2. Generating Training Data
- Freezing Teacher Model Weights: The weights of the teacher model are frozen to ensure that its performance remains consistent throughout the distillation process.
- Generating Completions: Use the teacher model to generate outputs (completions) for your training data. These outputs include probability distributions over possible tokens.
3. Calculating Distillation Loss
- Softmax Layer and Probability Distribution: The teacher model’s softmax layer produces a probability distribution over tokens. This distribution is referred to as soft labels.
- Temperature Parameter: Apply a temperature parameter to the softmax function to smooth the probability distribution. A higher temperature value broadens the distribution, making it less peaked.
- High Temperature: Increases the diversity of token probabilities, providing richer information for the student model to learn from.
- Distillation Loss Calculation: Compare the student model's predicted probability distribution to the soft labels from the teacher model. This loss, called the distillation loss, is calculated by minimizing the difference between these distributions.

• Given information

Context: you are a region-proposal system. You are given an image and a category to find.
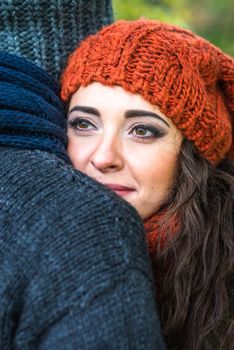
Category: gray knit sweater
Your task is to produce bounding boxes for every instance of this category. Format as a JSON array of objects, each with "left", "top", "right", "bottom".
[
  {"left": 0, "top": 148, "right": 164, "bottom": 350},
  {"left": 0, "top": 0, "right": 113, "bottom": 79}
]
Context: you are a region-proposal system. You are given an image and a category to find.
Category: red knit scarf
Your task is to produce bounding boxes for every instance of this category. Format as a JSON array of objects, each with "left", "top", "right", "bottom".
[{"left": 144, "top": 209, "right": 179, "bottom": 258}]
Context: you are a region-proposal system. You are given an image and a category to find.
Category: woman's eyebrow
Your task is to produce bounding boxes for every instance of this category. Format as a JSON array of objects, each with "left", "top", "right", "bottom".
[
  {"left": 68, "top": 106, "right": 100, "bottom": 117},
  {"left": 124, "top": 109, "right": 170, "bottom": 128}
]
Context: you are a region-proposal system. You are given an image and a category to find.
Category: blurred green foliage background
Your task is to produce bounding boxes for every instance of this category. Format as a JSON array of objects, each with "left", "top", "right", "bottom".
[{"left": 112, "top": 0, "right": 234, "bottom": 56}]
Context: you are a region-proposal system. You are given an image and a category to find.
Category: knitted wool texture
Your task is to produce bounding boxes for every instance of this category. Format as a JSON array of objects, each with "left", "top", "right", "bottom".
[
  {"left": 0, "top": 52, "right": 70, "bottom": 162},
  {"left": 61, "top": 20, "right": 234, "bottom": 165},
  {"left": 0, "top": 148, "right": 165, "bottom": 350},
  {"left": 0, "top": 0, "right": 112, "bottom": 79}
]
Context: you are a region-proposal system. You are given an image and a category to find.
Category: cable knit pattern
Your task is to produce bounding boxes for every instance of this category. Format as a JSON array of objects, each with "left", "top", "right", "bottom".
[
  {"left": 0, "top": 52, "right": 70, "bottom": 163},
  {"left": 0, "top": 149, "right": 164, "bottom": 350},
  {"left": 0, "top": 0, "right": 112, "bottom": 79},
  {"left": 61, "top": 20, "right": 234, "bottom": 164}
]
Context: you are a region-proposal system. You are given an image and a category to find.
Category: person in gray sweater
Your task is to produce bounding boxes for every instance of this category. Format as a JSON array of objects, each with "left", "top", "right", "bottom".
[{"left": 0, "top": 48, "right": 164, "bottom": 350}]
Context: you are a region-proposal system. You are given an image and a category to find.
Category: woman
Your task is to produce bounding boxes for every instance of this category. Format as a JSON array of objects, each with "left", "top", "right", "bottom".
[
  {"left": 61, "top": 20, "right": 234, "bottom": 350},
  {"left": 0, "top": 52, "right": 165, "bottom": 350}
]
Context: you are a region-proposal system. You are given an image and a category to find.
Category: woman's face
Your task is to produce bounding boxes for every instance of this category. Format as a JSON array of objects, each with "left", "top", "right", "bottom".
[{"left": 68, "top": 83, "right": 182, "bottom": 219}]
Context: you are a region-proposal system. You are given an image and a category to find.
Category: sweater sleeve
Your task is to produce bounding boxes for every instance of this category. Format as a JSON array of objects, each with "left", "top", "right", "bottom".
[{"left": 0, "top": 151, "right": 164, "bottom": 350}]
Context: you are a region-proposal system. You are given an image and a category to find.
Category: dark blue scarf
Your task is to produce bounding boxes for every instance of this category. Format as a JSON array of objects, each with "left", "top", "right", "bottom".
[{"left": 0, "top": 51, "right": 69, "bottom": 162}]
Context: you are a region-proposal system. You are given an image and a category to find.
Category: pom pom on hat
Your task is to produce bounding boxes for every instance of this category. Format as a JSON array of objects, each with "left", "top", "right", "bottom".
[{"left": 61, "top": 19, "right": 234, "bottom": 165}]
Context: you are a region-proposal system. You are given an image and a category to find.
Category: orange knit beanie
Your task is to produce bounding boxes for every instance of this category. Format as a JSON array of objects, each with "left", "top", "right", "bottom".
[{"left": 61, "top": 19, "right": 234, "bottom": 164}]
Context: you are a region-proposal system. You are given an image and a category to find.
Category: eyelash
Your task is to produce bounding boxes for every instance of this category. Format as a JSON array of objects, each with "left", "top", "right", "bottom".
[{"left": 68, "top": 117, "right": 165, "bottom": 141}]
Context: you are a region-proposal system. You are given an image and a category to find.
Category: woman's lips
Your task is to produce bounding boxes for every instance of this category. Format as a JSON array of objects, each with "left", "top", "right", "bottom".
[{"left": 103, "top": 183, "right": 135, "bottom": 197}]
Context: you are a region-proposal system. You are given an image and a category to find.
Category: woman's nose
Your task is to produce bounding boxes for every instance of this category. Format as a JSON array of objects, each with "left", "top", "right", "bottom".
[{"left": 91, "top": 138, "right": 124, "bottom": 173}]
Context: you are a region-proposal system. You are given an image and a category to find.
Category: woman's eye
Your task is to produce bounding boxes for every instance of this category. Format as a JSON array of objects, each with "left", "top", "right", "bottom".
[
  {"left": 131, "top": 125, "right": 165, "bottom": 139},
  {"left": 68, "top": 118, "right": 96, "bottom": 132}
]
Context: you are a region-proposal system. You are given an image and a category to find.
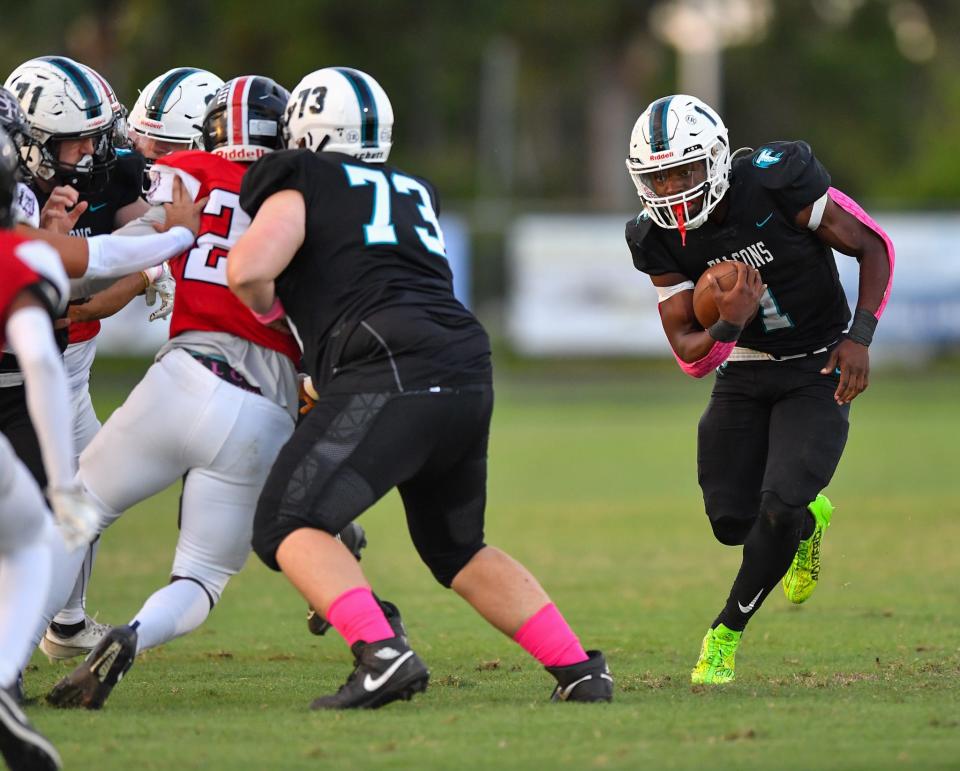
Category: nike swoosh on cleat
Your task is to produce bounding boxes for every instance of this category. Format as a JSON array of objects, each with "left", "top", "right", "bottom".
[
  {"left": 559, "top": 675, "right": 592, "bottom": 701},
  {"left": 363, "top": 651, "right": 413, "bottom": 693},
  {"left": 737, "top": 589, "right": 763, "bottom": 613}
]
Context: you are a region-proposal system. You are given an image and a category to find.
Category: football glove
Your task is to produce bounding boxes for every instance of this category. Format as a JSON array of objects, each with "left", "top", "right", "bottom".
[
  {"left": 143, "top": 262, "right": 177, "bottom": 321},
  {"left": 48, "top": 485, "right": 100, "bottom": 551}
]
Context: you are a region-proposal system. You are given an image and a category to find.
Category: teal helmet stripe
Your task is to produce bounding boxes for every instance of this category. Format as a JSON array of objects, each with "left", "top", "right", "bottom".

• Exercise description
Please rewrite the distillation passage from "3. Calculating Distillation" up to and including "between these distributions.", changing every "soft labels" to "soft targets".

• Response area
3. Calculating Distillation Loss
- Softmax Layer and Probability Distribution: The teacher model’s softmax layer produces a probability distribution over tokens. This distribution is referred to as soft targets.
- Temperature Parameter: Apply a temperature parameter to the softmax function to smooth the probability distribution. A higher temperature value broadens the distribution, making it less peaked.
- High Temperature: Increases the diversity of token probabilities, providing richer information for the student model to learn from.
- Distillation Loss Calculation: Compare the student model's predicted probability distribution to the soft targets from the teacher model. This loss, called the distillation loss, is calculated by minimizing the difference between these distributions.